▶ _Verilen metin_:
>>>>>
İki denk hüccetin tekâbül etmesi ve iki zıt hükümde birinin diğerine üstünlüğü olmaması şeklinde tanımlanan teâruz ve amel açısından bu delillerden birinin tercihi konusu fıkıh usûlü kitaplarında genişçe tartışılmıştır.
Sadrüşşerîa es-Sânî’ye (ö. 747/1346) göre şer’î deliller arasında tenakuzun varlığı Şâri’ için muhal olduğundan şer’î delillerde zatta ve hakikatte teâruz söz konusu değildir. Teâruz ancak zahiren tasavvur olunur. Nassların hangisinin önce hangisinin sonra münezzel olduğunu bilmeyen cehaletinden dolayı nasslar arasında tenakuz ve teâruz olduğu vehmine kapılır. Önce vârid olan mensuh, sonra vârid olan nâsihtir. Şer’î deliller üzerinde kafa yorulması, nasih-mensuhun bilinmesi, nassın indiriliş yerinin anlaşılması, meydana gelen vak’aların bilinmesi buradaki sorunu çözer.
<<<<<
▶ _Kayıtlı satırlar_:
>>>>>
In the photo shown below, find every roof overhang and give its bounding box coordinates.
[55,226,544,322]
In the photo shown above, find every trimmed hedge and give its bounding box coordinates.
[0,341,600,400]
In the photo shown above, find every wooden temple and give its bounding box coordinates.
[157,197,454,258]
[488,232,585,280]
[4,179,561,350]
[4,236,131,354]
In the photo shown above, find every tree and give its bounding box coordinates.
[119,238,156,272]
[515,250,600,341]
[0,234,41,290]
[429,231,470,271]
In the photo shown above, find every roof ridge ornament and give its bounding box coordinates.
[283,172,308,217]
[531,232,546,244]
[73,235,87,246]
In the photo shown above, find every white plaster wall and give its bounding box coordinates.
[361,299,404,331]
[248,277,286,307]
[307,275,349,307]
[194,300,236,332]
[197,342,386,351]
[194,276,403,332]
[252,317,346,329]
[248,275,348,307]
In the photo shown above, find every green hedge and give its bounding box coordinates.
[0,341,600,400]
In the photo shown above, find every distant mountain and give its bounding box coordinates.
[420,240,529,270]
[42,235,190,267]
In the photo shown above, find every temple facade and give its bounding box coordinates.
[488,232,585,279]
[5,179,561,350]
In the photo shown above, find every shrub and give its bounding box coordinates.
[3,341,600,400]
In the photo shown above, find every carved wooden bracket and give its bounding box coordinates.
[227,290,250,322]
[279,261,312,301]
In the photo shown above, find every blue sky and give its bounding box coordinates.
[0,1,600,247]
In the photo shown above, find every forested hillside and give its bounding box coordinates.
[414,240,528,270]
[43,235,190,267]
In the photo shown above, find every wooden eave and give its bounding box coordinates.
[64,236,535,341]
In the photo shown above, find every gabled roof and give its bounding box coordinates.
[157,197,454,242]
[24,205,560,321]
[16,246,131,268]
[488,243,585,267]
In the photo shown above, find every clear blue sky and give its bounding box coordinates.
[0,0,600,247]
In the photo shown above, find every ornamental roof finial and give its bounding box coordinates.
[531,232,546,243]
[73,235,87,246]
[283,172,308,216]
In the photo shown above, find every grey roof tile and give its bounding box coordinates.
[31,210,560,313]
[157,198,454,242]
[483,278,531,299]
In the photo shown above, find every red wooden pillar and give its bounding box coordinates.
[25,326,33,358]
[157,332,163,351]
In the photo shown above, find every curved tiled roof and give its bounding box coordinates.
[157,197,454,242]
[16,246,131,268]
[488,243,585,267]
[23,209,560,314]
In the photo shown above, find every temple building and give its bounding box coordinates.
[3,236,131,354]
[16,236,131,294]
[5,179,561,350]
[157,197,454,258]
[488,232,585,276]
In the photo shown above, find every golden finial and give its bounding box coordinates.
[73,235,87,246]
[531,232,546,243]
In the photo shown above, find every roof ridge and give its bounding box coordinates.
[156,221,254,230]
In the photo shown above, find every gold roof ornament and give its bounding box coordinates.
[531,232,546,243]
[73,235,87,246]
<<<<<
▶ _Alıştırma bölümleri_:
- A) Teâruz konulu metindeki "Önce vârid olan mensuh, sonra vârid olan nâsihtir." cümlesini İngilizceye çevirin.
- B) Teâruz konulu metne göre Sadrüşşerîa es-Sânî, şer'î delillerde zatta ve hakikatte teâruzun neden söz konusu olmadığını söyler?
- C) Teâruz konulu metnin son cümlesine göre buradaki sorunu çözen şeylerin hepsini sıralayın.

▶ _Görev sonuçları_:
- A) The one that comes first is the abrogated, and the one that comes later is the abrogating.

- B) Çünkü şer'î deliller arasında tenakuzun varlığı Şâri' için muhaldir.

- C)
- Şer'î deliller üzerinde kafa yorulması
- Nasih-mensuhun bilinmesi
- Nassın indiriliş yerinin anlaşılması
- Meydana gelen vak'aların bilinmesi